● Prompt 1
In the Pure organization table documentation, which Python package implements the nested sets used by the PURE_INTERNAL_ORG tree?
● Prompt 2
Continue the Pure organization table documentation from the point where it stops.

● Selected excerpt
NAME_EN	Name of the organization. Called "name_en" to be consistent with Pure naming, and to indicate that this is an English name.
NAME_VARIANT_EN	An alternative name of the organization. Called "name_variant_en" to be consistent with Pure naming, and to indicate that this is an English name.
URL	The website for the organization.

PURE_INTERNAL_ORG

The hierarchy (tree) of Pure UMN-internal organizations. This tree uses nested sets, as implemented by the Python package sqlalchemy_mptt. However, because Oracle supports recursive queries, this may not be the best implementation. Because parent-child relationships (adjacency lists) already exist in the PURE_ORG table, this entire table may be unnecessary and may go away.

Column	Description
ID	The unique ID for the node. Defined by sqlalchemy_mptt.
LFT	The left number for the node. Defined by sqlalchemy_mptt.
PARENT_ID	The unique ID for the parent of the node. Defined by sqlalchemy_mptt.
level	The depth (i.e. generation) of this node in the tree. Defined by sqlalchemy_mptt.
RGT	The right number for the node. Defined by sqlalchemy_mptt.
TREE_ID	The unique ID of the tree that contains the node. Defined by sqlalchemy_mptt, which supports multiple trees in a single table.

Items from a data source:
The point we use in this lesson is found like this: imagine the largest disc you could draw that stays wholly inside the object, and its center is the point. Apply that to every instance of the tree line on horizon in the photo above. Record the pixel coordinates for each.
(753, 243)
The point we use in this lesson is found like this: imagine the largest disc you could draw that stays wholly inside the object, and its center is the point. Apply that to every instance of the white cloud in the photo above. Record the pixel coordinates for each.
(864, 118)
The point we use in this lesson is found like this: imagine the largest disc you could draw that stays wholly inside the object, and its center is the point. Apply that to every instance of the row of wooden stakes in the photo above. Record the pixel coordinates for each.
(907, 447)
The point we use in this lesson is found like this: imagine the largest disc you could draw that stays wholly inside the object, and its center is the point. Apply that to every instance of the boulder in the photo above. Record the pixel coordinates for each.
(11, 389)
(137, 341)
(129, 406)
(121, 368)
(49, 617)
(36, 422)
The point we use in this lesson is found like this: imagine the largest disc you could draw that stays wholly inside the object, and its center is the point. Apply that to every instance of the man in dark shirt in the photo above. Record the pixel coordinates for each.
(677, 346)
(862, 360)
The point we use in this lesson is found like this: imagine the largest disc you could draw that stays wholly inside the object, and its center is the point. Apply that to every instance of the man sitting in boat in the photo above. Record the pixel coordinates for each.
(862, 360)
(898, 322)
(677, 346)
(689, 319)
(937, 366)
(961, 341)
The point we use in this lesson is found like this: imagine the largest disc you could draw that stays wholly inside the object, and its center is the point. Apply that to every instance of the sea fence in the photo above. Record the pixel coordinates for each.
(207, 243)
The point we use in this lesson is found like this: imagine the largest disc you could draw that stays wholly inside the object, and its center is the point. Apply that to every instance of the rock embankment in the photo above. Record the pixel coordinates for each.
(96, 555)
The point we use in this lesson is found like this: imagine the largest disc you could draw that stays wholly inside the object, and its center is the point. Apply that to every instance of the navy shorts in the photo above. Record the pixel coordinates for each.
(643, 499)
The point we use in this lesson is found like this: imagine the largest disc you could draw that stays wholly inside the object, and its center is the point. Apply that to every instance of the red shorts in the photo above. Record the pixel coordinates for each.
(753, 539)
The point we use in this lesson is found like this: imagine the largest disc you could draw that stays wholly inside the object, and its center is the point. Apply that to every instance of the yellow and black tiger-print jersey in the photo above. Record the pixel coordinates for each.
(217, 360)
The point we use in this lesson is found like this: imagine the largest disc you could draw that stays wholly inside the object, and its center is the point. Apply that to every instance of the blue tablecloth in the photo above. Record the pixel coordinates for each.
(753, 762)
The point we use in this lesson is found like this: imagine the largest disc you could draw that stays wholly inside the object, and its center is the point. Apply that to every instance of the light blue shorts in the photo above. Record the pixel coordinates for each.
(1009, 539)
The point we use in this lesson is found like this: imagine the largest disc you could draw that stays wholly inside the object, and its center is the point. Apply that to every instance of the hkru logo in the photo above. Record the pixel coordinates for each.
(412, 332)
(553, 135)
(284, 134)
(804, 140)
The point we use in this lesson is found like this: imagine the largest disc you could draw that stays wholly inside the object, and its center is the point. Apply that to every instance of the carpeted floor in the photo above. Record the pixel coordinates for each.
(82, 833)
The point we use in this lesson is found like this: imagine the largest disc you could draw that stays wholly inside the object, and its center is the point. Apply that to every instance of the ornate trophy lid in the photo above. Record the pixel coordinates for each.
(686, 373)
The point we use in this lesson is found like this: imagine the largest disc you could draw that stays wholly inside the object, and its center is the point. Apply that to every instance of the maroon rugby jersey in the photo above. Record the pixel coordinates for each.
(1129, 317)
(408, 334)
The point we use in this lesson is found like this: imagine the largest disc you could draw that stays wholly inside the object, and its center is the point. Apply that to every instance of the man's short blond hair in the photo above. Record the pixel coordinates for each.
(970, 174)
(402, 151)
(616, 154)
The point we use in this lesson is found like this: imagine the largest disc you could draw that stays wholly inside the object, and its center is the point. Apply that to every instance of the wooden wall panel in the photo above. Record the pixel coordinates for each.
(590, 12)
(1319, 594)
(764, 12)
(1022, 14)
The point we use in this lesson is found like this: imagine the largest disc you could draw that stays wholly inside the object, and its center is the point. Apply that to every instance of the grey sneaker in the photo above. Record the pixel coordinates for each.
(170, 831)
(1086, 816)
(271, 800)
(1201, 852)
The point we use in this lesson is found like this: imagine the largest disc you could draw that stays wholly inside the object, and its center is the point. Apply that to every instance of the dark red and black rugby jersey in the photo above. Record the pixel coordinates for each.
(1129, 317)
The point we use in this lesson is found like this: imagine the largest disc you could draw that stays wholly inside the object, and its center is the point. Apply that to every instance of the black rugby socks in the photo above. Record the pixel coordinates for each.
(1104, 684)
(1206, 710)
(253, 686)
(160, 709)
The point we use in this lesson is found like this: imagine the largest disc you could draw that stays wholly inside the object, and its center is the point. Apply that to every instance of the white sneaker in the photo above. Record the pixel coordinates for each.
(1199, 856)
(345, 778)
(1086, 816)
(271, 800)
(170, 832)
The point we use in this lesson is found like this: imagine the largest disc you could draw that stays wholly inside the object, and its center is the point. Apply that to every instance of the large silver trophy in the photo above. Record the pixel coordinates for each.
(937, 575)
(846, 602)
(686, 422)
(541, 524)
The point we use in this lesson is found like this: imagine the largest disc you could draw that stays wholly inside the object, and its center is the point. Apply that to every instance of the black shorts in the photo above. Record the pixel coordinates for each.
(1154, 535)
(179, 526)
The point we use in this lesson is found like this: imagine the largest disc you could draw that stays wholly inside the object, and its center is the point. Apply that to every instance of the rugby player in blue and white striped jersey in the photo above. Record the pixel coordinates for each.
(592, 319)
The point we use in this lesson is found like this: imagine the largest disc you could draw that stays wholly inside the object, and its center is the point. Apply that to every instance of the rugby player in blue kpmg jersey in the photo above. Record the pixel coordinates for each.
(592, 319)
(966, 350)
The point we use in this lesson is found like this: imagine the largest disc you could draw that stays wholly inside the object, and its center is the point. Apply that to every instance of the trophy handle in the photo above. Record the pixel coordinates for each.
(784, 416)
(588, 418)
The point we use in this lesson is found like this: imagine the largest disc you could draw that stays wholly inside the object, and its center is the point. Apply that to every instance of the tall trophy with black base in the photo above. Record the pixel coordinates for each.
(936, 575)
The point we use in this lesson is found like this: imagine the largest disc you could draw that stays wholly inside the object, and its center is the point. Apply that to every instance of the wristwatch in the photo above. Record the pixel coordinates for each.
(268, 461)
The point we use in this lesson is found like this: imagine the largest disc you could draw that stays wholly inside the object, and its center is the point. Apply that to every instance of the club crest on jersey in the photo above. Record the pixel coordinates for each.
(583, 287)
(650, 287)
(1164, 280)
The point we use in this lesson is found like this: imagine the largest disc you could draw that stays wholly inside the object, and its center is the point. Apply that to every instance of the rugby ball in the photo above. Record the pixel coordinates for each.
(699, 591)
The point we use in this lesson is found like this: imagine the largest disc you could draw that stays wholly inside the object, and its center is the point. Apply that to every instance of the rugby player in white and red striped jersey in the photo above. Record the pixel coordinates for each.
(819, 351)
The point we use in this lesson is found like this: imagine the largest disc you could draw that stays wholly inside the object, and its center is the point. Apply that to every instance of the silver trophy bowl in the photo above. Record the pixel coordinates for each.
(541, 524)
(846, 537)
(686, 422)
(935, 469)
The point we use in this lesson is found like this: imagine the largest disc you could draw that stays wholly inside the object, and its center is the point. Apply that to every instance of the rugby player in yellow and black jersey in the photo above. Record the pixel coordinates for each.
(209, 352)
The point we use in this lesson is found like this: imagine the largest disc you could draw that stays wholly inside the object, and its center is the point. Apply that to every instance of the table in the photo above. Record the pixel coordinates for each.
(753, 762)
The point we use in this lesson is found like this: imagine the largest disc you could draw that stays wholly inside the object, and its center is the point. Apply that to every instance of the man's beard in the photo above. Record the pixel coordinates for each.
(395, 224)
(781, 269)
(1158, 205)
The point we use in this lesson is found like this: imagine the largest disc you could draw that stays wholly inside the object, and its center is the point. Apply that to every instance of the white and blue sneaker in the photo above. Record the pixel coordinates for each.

● Written answer 1
sqlalchemy_mptt

● Written answer 2
PURE_UUID	See the description in PURE_ORG.
PURE_ID	See the description in PURE_ORG.
NAME_EN	See the description in PURE_ORG.

UMN_DEPT_PURE_ORG

Associates UMN departments with Pure organizations. Note that many UMN departments may map to one Pure organization.

Column	Description
UMN_DEPT_ID	Unique ID for the UMN department in PeopleSoft.
UMN_DEPT_NAME	Name of the UMN department in PeopleSoft. De-normalization column.
PURE_ORG_UUID	Foreign key to PURE_ORG.
PURE_ORG_ID	De-normalization column. See the description in PURE_ORG.

UMN_PERSON_PURE_ORG

Associates persons that Pure classifies as UMN-internal with Pure organizations. We use this table, in addition to PERSON_PURE_ORG, because Pure attaches far more data to UMN-internal persons, some of which we use to ensure row uniqueness. Note that there are four columns in the primary key: PURE_ORG_UUID, PERSON_UUID, JOB_DESCRIPTION, and START_DATE. This is because UMN-internal persons may change positions, and also organization affiliations, over time. There may be multiple rows for the same person in this table.

Column	Description
PERSON_UUID	Foreign key to PERSON.
PURE_ORG_UUID	Foreign key to PURE_ORG.
JOB_DESCRIPTION	The description of this job in PeopleSoft. Maybe be better to use a job code here instead.
EMPLOYED_AS	Always "Academic" for the data we have loaded so far. Uncertain whether we will have other values in the future.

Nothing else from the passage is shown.